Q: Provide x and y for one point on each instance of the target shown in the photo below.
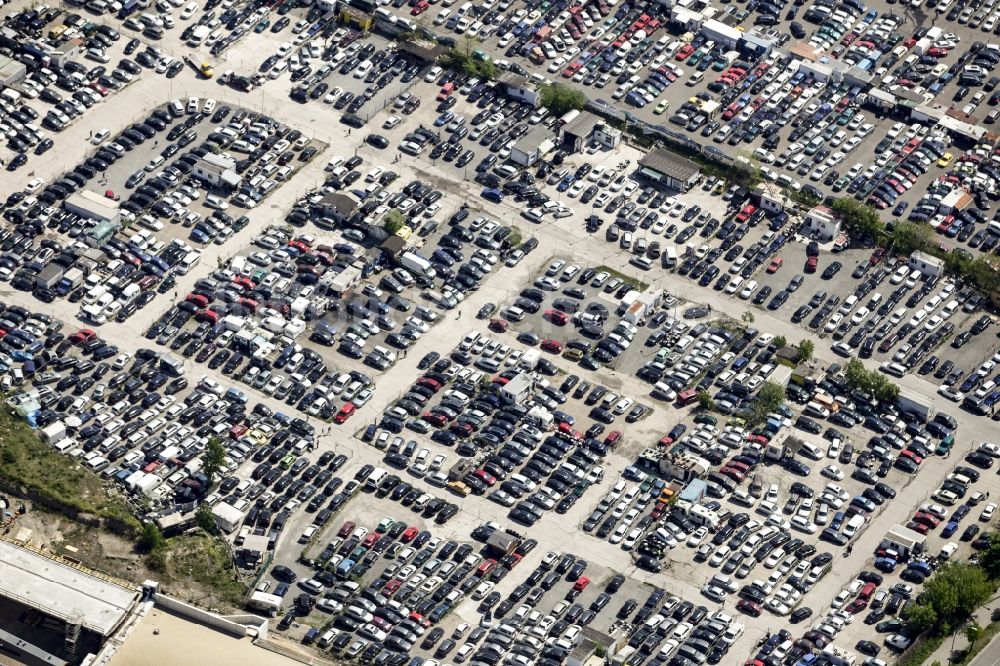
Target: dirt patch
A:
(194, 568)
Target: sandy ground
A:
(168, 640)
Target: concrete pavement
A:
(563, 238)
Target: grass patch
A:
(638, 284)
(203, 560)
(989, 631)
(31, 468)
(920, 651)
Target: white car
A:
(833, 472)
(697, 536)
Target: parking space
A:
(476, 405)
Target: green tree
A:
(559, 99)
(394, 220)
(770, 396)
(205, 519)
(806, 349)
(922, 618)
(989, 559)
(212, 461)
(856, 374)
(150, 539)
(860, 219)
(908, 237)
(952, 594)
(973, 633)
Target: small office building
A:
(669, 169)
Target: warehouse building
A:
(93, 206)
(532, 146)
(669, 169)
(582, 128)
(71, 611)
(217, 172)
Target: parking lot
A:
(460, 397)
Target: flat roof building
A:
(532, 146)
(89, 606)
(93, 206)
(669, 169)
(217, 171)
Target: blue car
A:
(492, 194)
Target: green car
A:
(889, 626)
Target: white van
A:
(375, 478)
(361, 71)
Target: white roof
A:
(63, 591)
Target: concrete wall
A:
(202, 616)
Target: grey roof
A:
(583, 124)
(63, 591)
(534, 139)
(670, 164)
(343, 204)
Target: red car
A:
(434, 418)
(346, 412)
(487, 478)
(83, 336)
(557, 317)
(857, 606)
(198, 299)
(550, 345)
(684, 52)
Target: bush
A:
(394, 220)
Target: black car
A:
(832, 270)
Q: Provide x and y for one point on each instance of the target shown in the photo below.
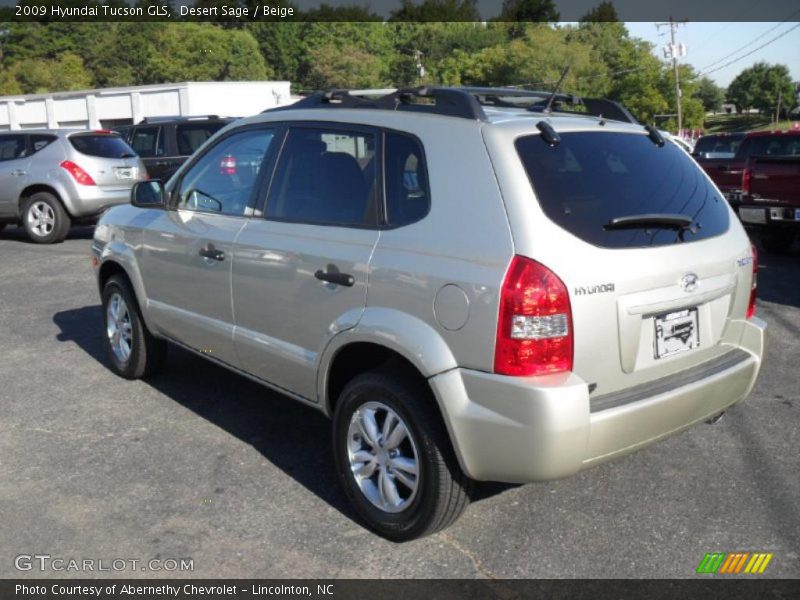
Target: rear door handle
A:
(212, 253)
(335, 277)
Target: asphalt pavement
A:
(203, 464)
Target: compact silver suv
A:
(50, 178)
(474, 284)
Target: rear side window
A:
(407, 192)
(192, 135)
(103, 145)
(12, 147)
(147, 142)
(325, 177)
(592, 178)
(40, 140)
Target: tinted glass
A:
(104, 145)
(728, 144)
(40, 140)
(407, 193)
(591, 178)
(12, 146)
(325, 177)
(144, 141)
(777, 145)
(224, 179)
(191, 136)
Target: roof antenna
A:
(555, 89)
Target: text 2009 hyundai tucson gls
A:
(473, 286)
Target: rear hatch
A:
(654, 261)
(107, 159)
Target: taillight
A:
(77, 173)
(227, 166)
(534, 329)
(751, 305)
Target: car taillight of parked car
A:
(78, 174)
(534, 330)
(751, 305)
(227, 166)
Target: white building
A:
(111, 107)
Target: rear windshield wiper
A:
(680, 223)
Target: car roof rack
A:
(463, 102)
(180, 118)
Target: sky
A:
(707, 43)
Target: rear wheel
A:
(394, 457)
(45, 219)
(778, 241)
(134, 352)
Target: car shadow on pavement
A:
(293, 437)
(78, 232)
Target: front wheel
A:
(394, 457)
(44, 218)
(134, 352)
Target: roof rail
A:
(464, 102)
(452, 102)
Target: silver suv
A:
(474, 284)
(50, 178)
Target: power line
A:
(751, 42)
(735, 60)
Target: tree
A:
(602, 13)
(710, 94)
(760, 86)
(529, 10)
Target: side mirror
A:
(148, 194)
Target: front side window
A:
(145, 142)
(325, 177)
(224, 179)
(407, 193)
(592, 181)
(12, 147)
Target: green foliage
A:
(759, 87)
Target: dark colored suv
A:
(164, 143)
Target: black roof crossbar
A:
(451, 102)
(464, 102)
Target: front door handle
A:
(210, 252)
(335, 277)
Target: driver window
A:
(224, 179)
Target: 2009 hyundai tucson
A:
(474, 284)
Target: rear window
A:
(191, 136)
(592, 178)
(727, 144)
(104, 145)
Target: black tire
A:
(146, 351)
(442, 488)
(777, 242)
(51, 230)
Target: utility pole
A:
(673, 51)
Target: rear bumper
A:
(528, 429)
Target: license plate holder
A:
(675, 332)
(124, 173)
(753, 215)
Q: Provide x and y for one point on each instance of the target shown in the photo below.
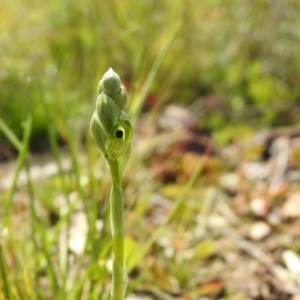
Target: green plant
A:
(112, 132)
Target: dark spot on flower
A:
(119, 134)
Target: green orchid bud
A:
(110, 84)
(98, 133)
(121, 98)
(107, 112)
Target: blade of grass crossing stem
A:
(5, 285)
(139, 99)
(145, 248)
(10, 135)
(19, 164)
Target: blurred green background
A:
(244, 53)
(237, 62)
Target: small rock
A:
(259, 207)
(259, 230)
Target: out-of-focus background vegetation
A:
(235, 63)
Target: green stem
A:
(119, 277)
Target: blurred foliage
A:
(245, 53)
━━━
» Assigned task
Return exactly, and only, the lines above starting at the line that contains "Target: small office building" and ending at the line that contains "Target: grey roof".

» Problem solution
Target: small office building
A:
(669, 169)
Target: warehouse building
A:
(93, 206)
(532, 146)
(669, 169)
(582, 128)
(71, 611)
(217, 172)
Target: parking lot
A:
(460, 397)
Target: flat roof building
A:
(532, 146)
(89, 606)
(93, 206)
(669, 169)
(217, 171)
Target: blue car
A:
(492, 194)
Target: green car
A:
(889, 626)
Target: white van
A:
(375, 478)
(361, 71)
Target: white roof
A:
(63, 591)
Target: concrete wall
A:
(202, 616)
Target: grey roof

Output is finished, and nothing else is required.